> STATED EXERCISE: Could you lay out every line of all the records below as a numbered list, leaving out any blank lines?

> SUPPLIED RECORDS:
* start *
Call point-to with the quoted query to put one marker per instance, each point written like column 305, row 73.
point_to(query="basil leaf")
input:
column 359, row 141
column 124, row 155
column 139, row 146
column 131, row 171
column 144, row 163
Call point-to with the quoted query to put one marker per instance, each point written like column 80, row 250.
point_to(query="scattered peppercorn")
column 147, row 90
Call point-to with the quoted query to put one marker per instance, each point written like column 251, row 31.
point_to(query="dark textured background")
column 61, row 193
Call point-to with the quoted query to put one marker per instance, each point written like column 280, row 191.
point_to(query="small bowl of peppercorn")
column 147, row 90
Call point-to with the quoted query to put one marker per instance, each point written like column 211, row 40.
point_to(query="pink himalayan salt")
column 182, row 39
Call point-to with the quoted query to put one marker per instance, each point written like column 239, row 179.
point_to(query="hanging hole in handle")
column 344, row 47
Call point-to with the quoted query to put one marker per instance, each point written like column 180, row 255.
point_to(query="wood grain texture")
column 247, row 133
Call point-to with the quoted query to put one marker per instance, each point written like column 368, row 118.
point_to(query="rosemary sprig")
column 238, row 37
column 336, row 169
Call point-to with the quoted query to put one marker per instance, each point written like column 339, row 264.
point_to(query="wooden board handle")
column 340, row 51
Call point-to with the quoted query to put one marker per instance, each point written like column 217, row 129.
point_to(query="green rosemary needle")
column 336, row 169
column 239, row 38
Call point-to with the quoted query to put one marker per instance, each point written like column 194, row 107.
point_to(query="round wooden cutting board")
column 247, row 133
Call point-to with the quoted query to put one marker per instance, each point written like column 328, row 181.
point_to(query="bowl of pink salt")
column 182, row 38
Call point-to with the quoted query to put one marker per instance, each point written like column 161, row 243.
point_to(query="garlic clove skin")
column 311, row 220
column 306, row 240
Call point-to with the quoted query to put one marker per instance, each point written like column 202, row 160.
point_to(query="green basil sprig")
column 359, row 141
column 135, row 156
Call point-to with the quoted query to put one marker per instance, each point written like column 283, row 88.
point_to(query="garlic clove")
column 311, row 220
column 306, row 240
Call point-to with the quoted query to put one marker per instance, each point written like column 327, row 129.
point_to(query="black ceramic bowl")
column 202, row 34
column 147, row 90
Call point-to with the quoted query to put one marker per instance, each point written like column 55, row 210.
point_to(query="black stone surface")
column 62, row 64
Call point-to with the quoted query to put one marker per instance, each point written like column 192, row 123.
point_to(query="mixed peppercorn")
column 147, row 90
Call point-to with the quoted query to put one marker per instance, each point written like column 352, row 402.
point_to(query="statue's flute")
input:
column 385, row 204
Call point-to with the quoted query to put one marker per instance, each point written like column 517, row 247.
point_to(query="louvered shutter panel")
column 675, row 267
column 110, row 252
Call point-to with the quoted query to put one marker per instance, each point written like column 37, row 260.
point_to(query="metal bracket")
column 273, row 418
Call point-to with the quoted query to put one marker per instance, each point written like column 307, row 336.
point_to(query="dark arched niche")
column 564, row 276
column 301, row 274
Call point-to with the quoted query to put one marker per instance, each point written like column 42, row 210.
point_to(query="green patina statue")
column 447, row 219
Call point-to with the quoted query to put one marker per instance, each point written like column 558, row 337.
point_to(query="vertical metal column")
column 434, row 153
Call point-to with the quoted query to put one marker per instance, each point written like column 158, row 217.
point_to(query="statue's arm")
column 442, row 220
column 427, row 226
* end *
> SOLUTION:
1. Call point-to with the quoted query to put one marker per instance, each point written like column 305, row 73.
2. point_to(query="basil leaf")
3. input:
4. column 359, row 141
5. column 124, row 155
6. column 139, row 146
7. column 131, row 171
8. column 144, row 163
9. Call point-to with the quoted query to put one marker per instance, each point written like column 80, row 250.
10. point_to(query="scattered peppercorn")
11. column 147, row 90
12. Call point-to with the quoted query to put one marker per instance, each point written like column 251, row 31.
13. point_to(query="dark textured background")
14. column 61, row 193
15. Call point-to with the quoted query to put one marker per instance, each point written like column 280, row 191.
16. point_to(query="small bowl of peppercorn")
17. column 147, row 90
18. Call point-to with the quoted query to put one marker per instance, each point written like column 211, row 40.
19. point_to(query="pink himalayan salt")
20. column 182, row 39
21. Call point-to with the quoted query to put one marker per instance, each point written like column 239, row 179.
22. point_to(query="hanging hole in handle")
23. column 344, row 47
24. Call point-to with the quoted query to put one marker per instance, each point written like column 180, row 255.
25. point_to(query="wood grain texture")
26. column 247, row 133
27. Call point-to with the quoted query to put one marker per instance, each point written like column 368, row 118.
28. point_to(query="rosemary sprig")
29. column 238, row 37
30. column 336, row 169
31. Call point-to with the quoted query to put one marker per instance, each point written like column 339, row 264.
32. point_to(query="wooden board handle")
33. column 340, row 51
34. Call point-to with the quoted query to put one marker per instance, each point written like column 217, row 129.
35. point_to(query="green rosemary needle")
36. column 336, row 169
37. column 239, row 38
38. Call point-to with the quoted query to put one marker per instance, each point written like column 194, row 107.
39. point_to(query="round wooden cutting board")
40. column 247, row 133
41. Call point-to with the quoted query to put one marker per instance, each point written like column 328, row 181.
42. point_to(query="bowl of pink salt")
43. column 182, row 38
44. Call point-to with the quoted query to put one marker per instance, each point written like column 161, row 243.
45. point_to(query="garlic clove skin")
46. column 311, row 220
47. column 306, row 240
48. Call point-to with the quoted query to put one marker per instance, each point written like column 202, row 160.
49. point_to(query="green basil sprig")
50. column 359, row 141
51. column 135, row 156
52. Call point-to with the quoted query to put one marker per instance, each point written like column 283, row 88.
53. point_to(query="garlic clove")
54. column 311, row 220
55. column 306, row 240
56. Call point-to with the quoted query to put one marker per instance, each point written like column 327, row 129.
57. point_to(query="black ceramic bowl")
58. column 202, row 34
59. column 147, row 90
60. Call point-to with the quoted query to put one marker per instance, each point written like column 55, row 210.
61. point_to(query="black stone surface")
62. column 62, row 64
63. Call point-to with the quoted query to put one marker per instance, each point written like column 192, row 123.
64. point_to(query="mixed peppercorn")
65. column 147, row 90
66. Call point-to with the quoted query to put one marker per instance, each point written like column 352, row 402.
67. point_to(query="statue's flute")
68. input:
69. column 385, row 204
70. Call point-to with the quoted query to put one marker per instance, each point written like column 517, row 247.
71. point_to(query="louvered shutter panel")
72. column 675, row 267
73. column 110, row 252
74. Call point-to with the quoted query to put one marker per instance, each point written like column 37, row 260.
75. point_to(query="metal bracket")
76. column 273, row 418
77. Call point-to with the quoted query to put one marker per instance, each point written like column 307, row 336.
78. point_to(query="dark arched niche")
79. column 564, row 276
80. column 301, row 274
81. Call point-to with the quoted query to put one marker per instance, each point written like column 42, row 210.
82. point_to(query="green patina statue")
83. column 447, row 219
84. Call point-to with the quoted query to put one marker per instance, each point written like column 558, row 337.
85. point_to(query="vertical metal column")
86. column 434, row 153
87. Call point-to with the quoted query to put one marker per instance, each point written like column 158, row 217.
88. point_to(query="statue's arm")
89. column 442, row 220
90. column 427, row 226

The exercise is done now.